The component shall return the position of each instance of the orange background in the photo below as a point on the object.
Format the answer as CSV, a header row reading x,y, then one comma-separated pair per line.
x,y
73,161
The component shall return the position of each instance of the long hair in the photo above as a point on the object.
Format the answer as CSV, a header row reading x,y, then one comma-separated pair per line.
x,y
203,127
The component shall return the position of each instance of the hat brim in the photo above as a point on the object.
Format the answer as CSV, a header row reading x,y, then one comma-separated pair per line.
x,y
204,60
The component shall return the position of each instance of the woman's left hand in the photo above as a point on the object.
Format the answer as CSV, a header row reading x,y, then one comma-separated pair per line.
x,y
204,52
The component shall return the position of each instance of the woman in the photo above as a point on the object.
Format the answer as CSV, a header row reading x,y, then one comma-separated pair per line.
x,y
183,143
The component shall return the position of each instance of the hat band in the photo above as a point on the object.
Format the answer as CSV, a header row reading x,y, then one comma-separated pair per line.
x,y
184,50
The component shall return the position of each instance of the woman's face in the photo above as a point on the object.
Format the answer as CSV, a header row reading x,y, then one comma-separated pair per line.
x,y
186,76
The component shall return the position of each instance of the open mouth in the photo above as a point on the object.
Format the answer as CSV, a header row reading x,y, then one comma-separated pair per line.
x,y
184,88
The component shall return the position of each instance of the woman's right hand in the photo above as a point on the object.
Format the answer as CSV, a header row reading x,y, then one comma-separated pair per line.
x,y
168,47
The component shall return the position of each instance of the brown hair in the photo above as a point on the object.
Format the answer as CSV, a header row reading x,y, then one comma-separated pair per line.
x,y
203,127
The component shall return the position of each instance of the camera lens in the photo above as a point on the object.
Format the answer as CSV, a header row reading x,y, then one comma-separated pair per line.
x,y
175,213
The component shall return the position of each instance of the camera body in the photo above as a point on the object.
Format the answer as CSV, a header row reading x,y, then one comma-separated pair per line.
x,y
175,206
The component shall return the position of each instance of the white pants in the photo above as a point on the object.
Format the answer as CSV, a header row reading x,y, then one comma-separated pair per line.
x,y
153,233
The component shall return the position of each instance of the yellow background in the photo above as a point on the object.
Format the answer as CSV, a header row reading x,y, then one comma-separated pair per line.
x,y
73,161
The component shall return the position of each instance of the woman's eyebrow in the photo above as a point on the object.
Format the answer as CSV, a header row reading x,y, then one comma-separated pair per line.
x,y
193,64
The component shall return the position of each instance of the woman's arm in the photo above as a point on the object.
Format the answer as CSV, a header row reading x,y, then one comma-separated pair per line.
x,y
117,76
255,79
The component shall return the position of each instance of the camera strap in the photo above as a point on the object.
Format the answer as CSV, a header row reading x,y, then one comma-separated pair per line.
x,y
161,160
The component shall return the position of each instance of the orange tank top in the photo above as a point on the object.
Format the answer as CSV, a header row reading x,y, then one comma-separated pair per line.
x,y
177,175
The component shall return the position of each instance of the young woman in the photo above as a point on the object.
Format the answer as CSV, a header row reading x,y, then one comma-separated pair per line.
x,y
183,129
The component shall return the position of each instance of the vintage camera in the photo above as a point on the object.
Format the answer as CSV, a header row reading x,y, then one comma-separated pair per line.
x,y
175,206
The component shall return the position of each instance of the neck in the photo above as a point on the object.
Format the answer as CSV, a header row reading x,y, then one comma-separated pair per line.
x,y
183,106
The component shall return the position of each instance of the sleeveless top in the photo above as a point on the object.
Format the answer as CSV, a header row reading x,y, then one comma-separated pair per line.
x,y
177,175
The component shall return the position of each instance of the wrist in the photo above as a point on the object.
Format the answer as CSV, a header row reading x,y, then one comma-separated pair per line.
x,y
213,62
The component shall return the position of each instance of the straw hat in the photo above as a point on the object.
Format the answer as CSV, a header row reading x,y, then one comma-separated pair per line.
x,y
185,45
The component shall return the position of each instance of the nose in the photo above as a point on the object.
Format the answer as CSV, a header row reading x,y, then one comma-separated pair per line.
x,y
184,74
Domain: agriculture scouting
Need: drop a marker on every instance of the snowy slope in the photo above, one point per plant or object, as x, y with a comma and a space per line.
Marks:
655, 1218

· · · ·

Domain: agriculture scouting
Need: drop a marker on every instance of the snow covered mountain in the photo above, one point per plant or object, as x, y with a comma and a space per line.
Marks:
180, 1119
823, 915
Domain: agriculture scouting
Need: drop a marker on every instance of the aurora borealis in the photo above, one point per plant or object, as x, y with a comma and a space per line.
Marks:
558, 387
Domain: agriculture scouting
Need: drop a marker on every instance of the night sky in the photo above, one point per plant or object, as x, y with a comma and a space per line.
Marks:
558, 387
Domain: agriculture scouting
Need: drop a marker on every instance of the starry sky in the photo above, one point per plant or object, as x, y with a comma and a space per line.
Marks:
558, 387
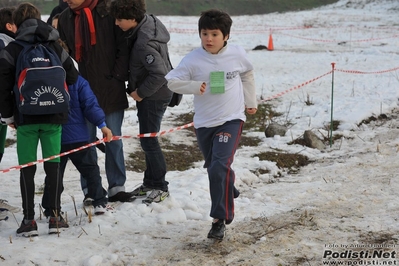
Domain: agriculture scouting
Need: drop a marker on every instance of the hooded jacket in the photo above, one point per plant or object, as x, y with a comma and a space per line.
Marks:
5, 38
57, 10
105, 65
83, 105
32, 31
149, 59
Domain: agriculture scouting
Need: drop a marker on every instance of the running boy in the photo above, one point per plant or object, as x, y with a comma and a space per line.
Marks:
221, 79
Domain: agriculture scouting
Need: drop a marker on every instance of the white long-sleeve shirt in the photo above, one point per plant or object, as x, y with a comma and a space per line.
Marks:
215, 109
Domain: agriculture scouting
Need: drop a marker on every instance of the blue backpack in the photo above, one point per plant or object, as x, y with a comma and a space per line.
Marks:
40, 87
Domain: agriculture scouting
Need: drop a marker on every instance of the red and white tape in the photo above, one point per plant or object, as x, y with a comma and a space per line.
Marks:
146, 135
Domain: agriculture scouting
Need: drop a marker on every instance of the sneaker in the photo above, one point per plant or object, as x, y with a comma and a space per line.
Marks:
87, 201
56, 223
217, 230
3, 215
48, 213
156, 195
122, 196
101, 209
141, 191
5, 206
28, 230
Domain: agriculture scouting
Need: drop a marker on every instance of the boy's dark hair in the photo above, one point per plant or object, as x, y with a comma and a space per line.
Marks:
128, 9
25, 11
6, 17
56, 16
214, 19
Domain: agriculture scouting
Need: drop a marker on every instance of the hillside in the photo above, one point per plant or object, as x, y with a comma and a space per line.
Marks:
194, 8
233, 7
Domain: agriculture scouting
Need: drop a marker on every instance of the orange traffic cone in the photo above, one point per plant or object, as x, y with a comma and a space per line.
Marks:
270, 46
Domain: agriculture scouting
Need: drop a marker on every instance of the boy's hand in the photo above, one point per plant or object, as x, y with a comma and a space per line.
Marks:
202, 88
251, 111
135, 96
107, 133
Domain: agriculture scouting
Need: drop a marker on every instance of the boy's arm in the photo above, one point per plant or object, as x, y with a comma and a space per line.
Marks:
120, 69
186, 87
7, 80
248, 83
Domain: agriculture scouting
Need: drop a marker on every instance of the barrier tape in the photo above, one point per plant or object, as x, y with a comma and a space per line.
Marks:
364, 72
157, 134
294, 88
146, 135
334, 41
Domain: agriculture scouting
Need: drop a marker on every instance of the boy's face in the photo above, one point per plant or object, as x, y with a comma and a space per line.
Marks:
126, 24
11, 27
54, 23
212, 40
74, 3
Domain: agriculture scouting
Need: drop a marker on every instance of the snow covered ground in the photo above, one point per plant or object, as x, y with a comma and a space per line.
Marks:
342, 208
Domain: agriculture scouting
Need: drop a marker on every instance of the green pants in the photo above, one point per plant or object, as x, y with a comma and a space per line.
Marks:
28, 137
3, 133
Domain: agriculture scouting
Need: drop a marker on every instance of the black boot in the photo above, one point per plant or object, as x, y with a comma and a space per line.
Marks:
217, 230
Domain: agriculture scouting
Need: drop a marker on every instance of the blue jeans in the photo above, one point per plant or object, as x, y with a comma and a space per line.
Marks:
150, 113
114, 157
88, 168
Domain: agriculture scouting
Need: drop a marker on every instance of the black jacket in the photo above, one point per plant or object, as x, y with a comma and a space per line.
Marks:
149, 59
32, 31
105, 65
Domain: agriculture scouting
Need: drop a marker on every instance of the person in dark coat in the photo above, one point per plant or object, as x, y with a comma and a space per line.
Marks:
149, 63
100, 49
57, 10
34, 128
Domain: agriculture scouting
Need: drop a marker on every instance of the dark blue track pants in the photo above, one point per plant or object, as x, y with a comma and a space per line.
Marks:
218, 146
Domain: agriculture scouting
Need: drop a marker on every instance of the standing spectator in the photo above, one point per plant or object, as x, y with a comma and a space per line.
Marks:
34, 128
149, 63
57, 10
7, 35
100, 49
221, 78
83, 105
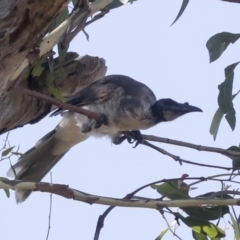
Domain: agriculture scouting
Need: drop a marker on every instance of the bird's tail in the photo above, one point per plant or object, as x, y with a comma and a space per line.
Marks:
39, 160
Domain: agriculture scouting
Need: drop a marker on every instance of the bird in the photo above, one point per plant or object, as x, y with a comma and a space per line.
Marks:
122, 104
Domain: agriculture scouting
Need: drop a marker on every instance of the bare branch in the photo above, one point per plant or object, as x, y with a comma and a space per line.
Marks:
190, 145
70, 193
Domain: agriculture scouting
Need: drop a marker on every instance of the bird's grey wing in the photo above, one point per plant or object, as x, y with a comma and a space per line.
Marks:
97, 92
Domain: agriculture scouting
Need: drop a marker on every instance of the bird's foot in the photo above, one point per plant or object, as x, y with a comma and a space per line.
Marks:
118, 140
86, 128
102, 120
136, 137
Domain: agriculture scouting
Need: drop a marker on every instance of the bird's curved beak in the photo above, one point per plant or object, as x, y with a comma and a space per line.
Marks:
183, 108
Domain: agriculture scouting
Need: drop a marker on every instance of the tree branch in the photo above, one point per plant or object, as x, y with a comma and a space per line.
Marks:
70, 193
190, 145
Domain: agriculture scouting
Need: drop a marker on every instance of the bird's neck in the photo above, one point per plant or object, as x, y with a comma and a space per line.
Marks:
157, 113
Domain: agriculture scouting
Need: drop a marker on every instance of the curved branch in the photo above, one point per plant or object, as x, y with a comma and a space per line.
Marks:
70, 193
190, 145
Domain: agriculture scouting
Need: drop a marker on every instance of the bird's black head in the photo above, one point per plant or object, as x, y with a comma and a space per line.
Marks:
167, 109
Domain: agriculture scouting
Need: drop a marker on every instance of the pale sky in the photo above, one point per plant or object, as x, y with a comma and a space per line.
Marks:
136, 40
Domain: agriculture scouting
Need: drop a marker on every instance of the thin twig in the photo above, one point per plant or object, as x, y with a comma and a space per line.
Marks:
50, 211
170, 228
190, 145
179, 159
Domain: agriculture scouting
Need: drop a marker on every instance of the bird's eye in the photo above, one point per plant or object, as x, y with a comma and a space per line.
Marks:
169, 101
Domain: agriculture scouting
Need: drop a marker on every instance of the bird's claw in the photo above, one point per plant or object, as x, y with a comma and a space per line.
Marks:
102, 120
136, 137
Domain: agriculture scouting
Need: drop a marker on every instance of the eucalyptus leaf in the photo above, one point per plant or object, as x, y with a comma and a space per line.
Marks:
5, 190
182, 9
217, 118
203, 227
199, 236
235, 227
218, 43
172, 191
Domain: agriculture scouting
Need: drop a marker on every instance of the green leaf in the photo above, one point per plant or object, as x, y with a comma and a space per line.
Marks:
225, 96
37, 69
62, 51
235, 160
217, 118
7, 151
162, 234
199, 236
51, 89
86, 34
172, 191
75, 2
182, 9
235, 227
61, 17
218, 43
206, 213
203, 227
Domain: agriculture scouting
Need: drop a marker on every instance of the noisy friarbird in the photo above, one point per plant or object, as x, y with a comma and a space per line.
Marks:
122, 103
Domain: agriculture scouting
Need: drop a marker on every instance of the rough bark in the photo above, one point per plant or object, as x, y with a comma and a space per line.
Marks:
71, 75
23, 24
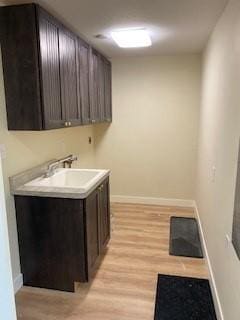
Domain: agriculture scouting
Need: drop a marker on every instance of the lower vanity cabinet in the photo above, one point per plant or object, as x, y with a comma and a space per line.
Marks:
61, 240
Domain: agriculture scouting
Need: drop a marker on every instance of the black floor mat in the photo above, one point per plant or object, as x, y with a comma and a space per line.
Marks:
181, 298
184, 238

· · · ·

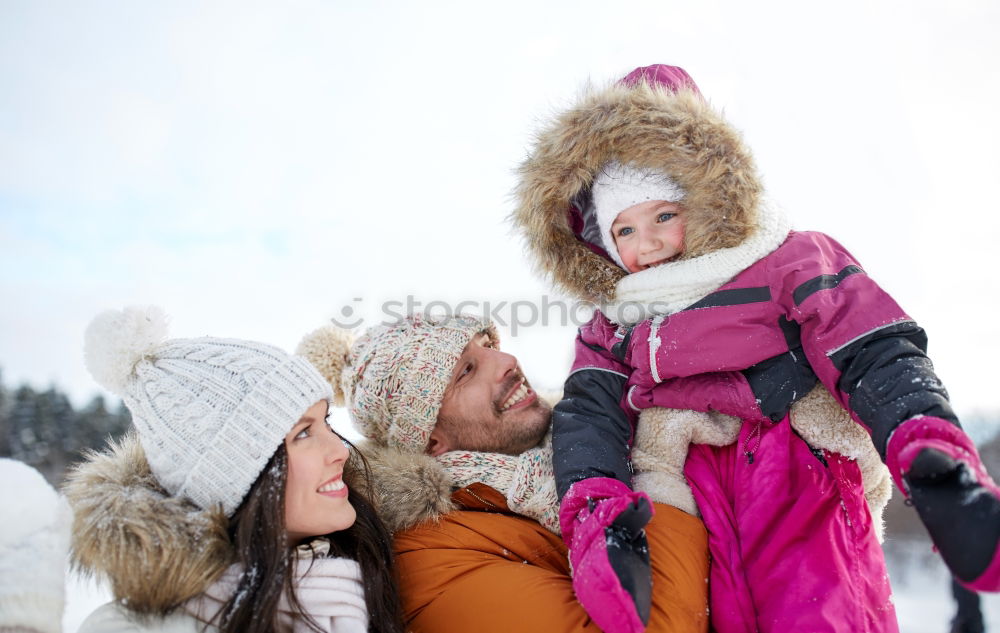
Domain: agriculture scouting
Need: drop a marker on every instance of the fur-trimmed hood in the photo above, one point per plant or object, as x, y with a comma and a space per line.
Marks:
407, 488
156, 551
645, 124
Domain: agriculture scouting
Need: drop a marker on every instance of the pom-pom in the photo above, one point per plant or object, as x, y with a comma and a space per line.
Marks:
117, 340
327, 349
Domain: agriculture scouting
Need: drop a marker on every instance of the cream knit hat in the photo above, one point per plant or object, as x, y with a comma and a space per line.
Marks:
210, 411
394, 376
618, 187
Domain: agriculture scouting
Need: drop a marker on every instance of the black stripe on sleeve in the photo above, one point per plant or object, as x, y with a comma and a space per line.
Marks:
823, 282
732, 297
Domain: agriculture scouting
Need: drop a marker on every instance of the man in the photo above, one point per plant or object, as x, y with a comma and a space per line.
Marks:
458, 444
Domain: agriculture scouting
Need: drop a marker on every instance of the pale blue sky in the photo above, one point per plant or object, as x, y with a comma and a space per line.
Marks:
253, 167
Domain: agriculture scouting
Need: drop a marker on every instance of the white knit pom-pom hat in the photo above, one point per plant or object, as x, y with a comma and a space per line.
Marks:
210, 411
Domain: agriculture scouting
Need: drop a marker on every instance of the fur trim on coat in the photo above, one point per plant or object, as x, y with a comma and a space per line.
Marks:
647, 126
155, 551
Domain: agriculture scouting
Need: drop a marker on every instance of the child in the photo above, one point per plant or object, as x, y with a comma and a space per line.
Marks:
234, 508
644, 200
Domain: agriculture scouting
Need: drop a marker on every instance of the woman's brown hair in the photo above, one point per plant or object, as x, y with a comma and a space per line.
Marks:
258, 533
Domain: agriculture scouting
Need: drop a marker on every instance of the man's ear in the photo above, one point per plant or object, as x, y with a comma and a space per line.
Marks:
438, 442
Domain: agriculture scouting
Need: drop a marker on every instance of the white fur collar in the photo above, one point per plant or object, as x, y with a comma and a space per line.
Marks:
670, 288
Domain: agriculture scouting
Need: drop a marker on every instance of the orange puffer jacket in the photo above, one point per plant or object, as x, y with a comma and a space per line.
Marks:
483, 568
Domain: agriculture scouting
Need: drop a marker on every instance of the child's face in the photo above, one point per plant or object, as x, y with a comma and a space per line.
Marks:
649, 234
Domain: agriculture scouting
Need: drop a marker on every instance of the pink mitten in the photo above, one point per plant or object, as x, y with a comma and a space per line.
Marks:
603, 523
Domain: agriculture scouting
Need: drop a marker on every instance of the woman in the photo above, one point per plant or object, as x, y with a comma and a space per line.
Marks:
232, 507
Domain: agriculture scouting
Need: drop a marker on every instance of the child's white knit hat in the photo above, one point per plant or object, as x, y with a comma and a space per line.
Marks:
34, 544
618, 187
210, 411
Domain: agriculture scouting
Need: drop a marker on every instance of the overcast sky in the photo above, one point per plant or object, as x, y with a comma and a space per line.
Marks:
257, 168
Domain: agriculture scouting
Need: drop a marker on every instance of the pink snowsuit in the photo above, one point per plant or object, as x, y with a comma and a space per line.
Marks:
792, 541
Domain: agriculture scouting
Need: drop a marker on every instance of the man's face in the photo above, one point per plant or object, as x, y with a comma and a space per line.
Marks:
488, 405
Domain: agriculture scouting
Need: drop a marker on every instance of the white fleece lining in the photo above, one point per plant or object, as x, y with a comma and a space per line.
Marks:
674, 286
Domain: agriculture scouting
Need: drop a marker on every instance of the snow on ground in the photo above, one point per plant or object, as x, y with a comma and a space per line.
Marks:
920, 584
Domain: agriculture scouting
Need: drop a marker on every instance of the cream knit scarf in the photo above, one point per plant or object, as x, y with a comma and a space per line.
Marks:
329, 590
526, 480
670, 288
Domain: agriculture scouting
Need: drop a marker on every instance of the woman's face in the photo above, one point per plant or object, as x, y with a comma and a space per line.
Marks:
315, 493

· · · ·

• [Exercise description]: Above this instruction are the records; retype exactly the lines from the one containing "of the long" up to and including the one containing "each instance of the woman's face".

• [Solution to this problem]:
The component shall return the position of each instance of the long hair in the photo above as a point on the object.
Format the answer as CSV, a header row reading x,y, then one comma-separated pair per line.
x,y
203,127
The component shall return the position of each instance of the hat brim in the photo above as a point on the object.
Format the answer as CSV, a header row reading x,y, then one comma-separated pair per line.
x,y
204,60
The component shall return the position of each instance of the woman's left hand in the photo above as a point on the object.
Format the answer as CSV, a header row reading x,y, then one comma-separated pair per line.
x,y
204,52
The component shall return the position of each instance of the woman in the photo above as a point on the object.
Format the answer as CSV, a header row reading x,y, then one comma-separated pair per line.
x,y
183,143
The component shall return the position of each instance of the hat band in the photo above as a point on the object.
Format the answer as CSV, a header row reading x,y, then one comma-separated pair per line.
x,y
184,50
The component shall return the position of each instance of the woman's face in the photo above as a point on the object.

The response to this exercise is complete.